## Data supplied

>> begin

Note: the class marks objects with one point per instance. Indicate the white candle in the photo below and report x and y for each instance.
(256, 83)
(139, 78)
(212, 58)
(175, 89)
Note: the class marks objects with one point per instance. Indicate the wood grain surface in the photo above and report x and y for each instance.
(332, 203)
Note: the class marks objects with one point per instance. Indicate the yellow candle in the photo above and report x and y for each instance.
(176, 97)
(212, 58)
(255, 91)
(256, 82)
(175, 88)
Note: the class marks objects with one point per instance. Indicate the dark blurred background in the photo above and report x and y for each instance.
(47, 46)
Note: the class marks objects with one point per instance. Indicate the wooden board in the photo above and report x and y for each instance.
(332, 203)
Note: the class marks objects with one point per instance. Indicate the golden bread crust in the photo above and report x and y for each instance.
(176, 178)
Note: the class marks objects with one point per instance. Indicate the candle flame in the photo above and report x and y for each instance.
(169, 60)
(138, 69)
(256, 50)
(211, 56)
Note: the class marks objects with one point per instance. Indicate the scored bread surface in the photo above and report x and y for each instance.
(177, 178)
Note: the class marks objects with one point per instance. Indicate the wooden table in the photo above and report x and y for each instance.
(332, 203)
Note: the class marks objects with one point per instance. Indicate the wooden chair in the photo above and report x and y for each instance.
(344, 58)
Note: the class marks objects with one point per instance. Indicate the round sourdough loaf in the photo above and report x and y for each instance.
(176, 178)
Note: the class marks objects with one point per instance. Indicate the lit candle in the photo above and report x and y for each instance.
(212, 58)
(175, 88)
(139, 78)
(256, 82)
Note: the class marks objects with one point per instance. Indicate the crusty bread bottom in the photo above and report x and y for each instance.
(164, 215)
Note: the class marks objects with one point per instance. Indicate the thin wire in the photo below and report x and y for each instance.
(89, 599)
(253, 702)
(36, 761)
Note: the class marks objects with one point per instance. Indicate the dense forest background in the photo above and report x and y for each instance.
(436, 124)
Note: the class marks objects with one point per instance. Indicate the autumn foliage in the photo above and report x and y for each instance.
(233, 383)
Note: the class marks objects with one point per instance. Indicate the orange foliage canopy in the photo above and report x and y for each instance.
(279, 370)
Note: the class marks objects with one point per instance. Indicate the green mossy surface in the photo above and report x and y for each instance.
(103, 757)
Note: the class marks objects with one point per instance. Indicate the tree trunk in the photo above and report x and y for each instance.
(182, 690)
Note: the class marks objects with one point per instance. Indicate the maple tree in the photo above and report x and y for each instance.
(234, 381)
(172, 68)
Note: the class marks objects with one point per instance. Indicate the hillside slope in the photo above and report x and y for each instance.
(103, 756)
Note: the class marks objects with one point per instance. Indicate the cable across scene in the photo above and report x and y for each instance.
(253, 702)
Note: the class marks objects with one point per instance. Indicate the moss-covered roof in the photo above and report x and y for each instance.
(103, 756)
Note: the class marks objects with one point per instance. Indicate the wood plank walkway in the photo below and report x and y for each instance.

>> end

## Aim of the exercise
Copy all of the data above word for word, from the first line to the last.

## Reply to the exercise
Note: the class marks objects with one point per instance. Indicate the white candle in the photo below and report x and y for each instance.
(256, 83)
(139, 78)
(212, 58)
(175, 89)
Note: the class marks objects with one point per instance. Indicate the wood grain surface in the photo above and report x and y for each instance.
(332, 203)
Note: the class marks objects with one point per instance. Indicate the yellow candle in the photo above and report x and y for each instance.
(176, 97)
(212, 58)
(255, 91)
(256, 82)
(175, 88)
Note: the class marks objects with one point per instance. Indicate the dark blurred background in the photo above and report x and y for each instance.
(47, 46)
Note: the class marks objects with one point per instance. Indicate the wooden board in the photo above and report x and y for each instance.
(332, 203)
Note: the class marks objects with one point per instance. Indicate the golden bread crust in the photo above and report x and y for each instance.
(176, 178)
Note: the class marks objects with one point per instance. Indicate the candle flame in the photo above and report x and y for each instance.
(169, 60)
(138, 69)
(256, 50)
(211, 56)
Note: the class marks objects with one point per instance. Indicate the scored bread surface in the photo above and report x and y for each instance.
(177, 178)
Note: the class marks objects with one point per instance. Indicate the wooden table in the photo above and report x and y for each instance.
(332, 203)
Note: the class marks objects with one point per instance. Indicate the wooden chair in the photo above and report x and y for each instance.
(344, 58)
Note: the class marks objects with one point per instance. Indicate the round sourdough loaf in the photo above and report x and y for each instance.
(176, 178)
Note: the class marks objects with one point per instance. Indicate the lit candle in the photo above and report x and y for each instance.
(212, 58)
(175, 88)
(139, 78)
(256, 82)
Note: the class marks objects with one point per instance. Indicate the crusty bread bottom in the photo above and report x and y for each instance.
(164, 215)
Note: the class marks objects with one point per instance. Indicate the thin wire in the photo below and report x and y for each instance.
(89, 599)
(253, 702)
(36, 761)
Note: the class marks objects with one point per instance. Indicate the dense forest background in the photo above and report x and y for each instance.
(436, 124)
Note: the class marks objects with one point per instance. Indicate the autumn foliage in the photo above and report x and y for each instance.
(233, 383)
Note: the class marks objects with one point per instance. Indicate the orange foliage canopy in the photo above and report x and y for each instance.
(279, 370)
Note: the class marks objects with one point per instance. Indicate the green mossy surface in the photo above and report x and y for each instance.
(103, 757)
Note: the class marks objects with one point per instance. Indicate the tree trunk in the photo above and report x and y for each instance.
(182, 690)
Note: the class marks objects with one point per instance. Indicate the maple tree in the photo above and report x and y for each instance.
(234, 381)
(172, 68)
Note: the class marks objects with one point per instance. Indicate the hillside slope in the photo above and report x and y for each instance.
(103, 756)
Note: the class marks objects with one point per instance. Indicate the cable across scene in the photo above and report x and y for each instance.
(253, 702)
Note: the class marks objects with one point per instance. Indicate the moss-covered roof in the photo above and report x and y for each instance.
(103, 756)
Note: the class marks objects with one point per instance. Indicate the wood plank walkway in the photo below and report x and y for each instance.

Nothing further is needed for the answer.